YOUR TASK: Please repeat every item below word for word, leaving out the pictures.

(Records from a segmentation dataset)
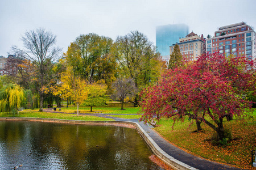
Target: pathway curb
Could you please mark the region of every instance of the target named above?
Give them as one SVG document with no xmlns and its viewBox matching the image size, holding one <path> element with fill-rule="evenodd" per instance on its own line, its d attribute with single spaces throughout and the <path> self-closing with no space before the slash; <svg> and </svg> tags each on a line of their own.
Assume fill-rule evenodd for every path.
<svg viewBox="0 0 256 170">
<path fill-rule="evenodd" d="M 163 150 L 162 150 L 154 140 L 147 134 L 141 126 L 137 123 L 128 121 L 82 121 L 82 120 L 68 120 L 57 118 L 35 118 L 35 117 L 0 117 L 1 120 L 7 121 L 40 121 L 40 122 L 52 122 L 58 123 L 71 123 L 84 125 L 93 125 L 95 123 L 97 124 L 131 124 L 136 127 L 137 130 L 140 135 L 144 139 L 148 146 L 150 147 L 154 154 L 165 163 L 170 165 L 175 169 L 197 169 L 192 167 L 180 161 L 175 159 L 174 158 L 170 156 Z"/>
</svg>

WRITTEN ANSWER:
Target: pathway curb
Could you please mark the region of every instance of the target named above?
Give them as one SVG document with no xmlns and its viewBox matching the image size, holding one <path> element with fill-rule="evenodd" per instance on its own line, its d attribute with single spaces throughout and the <path> self-closing with no space before the slash; <svg> and </svg> tags each on a line of their own.
Assume fill-rule evenodd for every path.
<svg viewBox="0 0 256 170">
<path fill-rule="evenodd" d="M 163 150 L 162 150 L 154 140 L 147 134 L 141 126 L 137 123 L 128 121 L 82 121 L 82 120 L 68 120 L 57 118 L 35 118 L 35 117 L 0 117 L 1 120 L 7 121 L 40 121 L 40 122 L 52 122 L 58 123 L 71 123 L 84 125 L 93 125 L 95 123 L 97 124 L 131 124 L 136 127 L 137 130 L 140 135 L 144 139 L 148 146 L 150 147 L 154 154 L 165 163 L 170 165 L 175 169 L 197 169 L 192 167 L 180 161 L 175 159 L 174 158 L 170 156 Z"/>
</svg>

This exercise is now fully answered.